What to work on. Copy the records word for word, from the line with "Report the position of every instance of the man's" up to and including the last line of the records.

Material.
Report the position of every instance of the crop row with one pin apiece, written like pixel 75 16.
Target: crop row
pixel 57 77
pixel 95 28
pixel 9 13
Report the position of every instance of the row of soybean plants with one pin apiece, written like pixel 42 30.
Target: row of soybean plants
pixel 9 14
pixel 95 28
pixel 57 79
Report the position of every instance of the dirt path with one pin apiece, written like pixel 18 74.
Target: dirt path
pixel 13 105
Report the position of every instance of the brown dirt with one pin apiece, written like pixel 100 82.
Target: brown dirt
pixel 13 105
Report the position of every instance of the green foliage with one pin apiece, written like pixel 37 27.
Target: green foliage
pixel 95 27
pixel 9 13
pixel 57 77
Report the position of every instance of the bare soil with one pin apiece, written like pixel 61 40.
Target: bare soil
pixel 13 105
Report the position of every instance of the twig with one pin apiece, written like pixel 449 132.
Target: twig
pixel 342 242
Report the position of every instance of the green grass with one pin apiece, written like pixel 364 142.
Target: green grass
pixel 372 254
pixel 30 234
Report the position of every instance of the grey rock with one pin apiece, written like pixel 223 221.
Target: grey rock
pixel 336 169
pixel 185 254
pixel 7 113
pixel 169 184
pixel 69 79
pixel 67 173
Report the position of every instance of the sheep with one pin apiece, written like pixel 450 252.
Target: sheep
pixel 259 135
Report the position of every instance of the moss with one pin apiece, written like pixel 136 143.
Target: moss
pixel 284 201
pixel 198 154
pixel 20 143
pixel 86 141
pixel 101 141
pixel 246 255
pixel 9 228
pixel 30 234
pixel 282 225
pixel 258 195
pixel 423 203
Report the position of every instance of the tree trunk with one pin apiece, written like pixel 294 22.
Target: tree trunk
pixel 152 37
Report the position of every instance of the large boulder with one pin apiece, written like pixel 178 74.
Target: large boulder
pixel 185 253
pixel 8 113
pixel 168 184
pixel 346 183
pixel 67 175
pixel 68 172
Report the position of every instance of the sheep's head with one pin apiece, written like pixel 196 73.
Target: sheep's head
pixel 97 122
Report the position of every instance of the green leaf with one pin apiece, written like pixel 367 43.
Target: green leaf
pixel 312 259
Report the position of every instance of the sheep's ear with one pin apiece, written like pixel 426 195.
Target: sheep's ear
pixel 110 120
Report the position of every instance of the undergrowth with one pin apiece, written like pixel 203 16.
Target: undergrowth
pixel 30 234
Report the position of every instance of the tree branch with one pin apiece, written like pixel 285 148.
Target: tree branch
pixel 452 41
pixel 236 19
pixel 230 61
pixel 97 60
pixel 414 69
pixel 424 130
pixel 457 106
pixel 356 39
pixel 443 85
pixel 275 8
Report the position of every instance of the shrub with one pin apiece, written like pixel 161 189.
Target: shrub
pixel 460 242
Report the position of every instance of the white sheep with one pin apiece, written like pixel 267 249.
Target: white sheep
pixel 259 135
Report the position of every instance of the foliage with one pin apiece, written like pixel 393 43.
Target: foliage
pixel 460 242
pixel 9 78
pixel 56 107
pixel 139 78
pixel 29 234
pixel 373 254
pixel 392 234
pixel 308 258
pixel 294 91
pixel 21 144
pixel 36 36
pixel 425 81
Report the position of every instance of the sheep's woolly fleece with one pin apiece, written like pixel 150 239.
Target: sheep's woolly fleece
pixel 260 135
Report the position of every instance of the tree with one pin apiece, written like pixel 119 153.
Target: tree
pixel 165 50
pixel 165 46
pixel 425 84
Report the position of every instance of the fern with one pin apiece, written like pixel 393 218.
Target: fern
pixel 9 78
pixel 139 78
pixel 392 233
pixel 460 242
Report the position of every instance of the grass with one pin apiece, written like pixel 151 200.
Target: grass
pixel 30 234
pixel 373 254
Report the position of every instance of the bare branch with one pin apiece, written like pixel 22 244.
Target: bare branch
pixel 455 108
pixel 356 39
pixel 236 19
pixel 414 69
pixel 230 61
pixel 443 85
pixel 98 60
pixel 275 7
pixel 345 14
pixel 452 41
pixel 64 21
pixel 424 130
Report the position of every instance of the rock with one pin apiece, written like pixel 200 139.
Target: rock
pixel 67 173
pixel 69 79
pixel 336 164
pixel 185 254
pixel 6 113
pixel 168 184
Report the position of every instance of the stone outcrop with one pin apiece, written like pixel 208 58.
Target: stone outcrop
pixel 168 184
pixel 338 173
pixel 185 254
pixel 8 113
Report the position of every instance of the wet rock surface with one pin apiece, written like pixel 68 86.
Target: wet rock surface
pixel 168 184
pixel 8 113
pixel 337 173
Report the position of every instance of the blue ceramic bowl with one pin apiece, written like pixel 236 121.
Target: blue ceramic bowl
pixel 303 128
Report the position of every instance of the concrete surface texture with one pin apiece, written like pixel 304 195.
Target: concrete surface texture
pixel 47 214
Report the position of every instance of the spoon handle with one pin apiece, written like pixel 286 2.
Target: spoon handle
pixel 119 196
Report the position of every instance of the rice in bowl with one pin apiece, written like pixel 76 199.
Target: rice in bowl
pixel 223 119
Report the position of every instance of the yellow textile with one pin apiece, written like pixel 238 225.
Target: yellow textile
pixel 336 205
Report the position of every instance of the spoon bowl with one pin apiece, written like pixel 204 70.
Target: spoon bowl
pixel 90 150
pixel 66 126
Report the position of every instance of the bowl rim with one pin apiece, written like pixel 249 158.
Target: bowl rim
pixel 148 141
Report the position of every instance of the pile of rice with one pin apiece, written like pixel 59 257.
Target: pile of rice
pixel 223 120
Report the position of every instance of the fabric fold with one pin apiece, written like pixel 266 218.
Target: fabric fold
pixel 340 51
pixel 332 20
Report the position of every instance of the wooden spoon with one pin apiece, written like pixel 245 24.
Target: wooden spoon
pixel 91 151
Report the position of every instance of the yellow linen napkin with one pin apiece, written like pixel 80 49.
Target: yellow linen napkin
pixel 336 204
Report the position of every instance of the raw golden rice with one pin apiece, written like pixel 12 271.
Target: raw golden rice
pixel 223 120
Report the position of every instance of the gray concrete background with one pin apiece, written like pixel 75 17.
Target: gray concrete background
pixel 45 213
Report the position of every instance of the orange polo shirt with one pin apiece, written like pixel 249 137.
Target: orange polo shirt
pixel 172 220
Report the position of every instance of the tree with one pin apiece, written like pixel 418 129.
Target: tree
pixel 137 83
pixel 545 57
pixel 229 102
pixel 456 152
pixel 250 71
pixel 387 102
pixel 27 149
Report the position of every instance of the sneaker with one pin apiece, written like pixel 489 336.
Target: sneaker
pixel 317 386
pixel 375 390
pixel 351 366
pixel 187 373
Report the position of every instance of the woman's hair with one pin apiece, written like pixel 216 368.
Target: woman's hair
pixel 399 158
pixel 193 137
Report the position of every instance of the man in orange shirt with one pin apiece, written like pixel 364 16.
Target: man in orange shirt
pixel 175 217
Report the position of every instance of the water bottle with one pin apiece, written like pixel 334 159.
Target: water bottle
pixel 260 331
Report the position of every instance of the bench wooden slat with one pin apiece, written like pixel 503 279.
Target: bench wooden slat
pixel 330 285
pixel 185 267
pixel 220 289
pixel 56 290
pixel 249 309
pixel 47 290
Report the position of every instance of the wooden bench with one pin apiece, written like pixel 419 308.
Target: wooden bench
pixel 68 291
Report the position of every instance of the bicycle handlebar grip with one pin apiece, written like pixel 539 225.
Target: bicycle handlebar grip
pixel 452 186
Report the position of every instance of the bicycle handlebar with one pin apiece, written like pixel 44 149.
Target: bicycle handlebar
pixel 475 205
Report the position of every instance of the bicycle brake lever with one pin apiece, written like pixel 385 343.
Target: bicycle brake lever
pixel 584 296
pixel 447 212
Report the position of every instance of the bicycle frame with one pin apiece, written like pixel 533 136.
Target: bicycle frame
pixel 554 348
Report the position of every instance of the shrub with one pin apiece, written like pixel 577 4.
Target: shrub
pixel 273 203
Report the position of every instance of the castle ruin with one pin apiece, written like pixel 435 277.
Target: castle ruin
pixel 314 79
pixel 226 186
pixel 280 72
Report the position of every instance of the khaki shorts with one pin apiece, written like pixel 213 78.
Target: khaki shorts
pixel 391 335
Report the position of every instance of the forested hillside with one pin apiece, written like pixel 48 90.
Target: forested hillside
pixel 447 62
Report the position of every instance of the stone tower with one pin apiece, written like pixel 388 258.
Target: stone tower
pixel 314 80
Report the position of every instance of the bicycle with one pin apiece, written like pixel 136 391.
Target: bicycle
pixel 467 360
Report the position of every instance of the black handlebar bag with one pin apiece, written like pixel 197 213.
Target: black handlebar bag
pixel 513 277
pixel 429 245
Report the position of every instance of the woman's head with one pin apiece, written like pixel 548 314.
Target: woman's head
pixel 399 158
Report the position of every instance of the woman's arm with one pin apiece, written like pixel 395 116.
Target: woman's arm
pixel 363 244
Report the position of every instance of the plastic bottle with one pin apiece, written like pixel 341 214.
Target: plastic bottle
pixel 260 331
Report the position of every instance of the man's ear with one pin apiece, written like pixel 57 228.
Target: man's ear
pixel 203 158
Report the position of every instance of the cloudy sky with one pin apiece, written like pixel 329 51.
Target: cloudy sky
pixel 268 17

Correct response.
Report the position of every instance of the man's ear with one pin apiece, written like pixel 57 228.
Target: man's ear
pixel 203 158
Report the position of every instance of the cloudy sky with one pin apiece, written like pixel 329 51.
Target: cloudy sky
pixel 268 17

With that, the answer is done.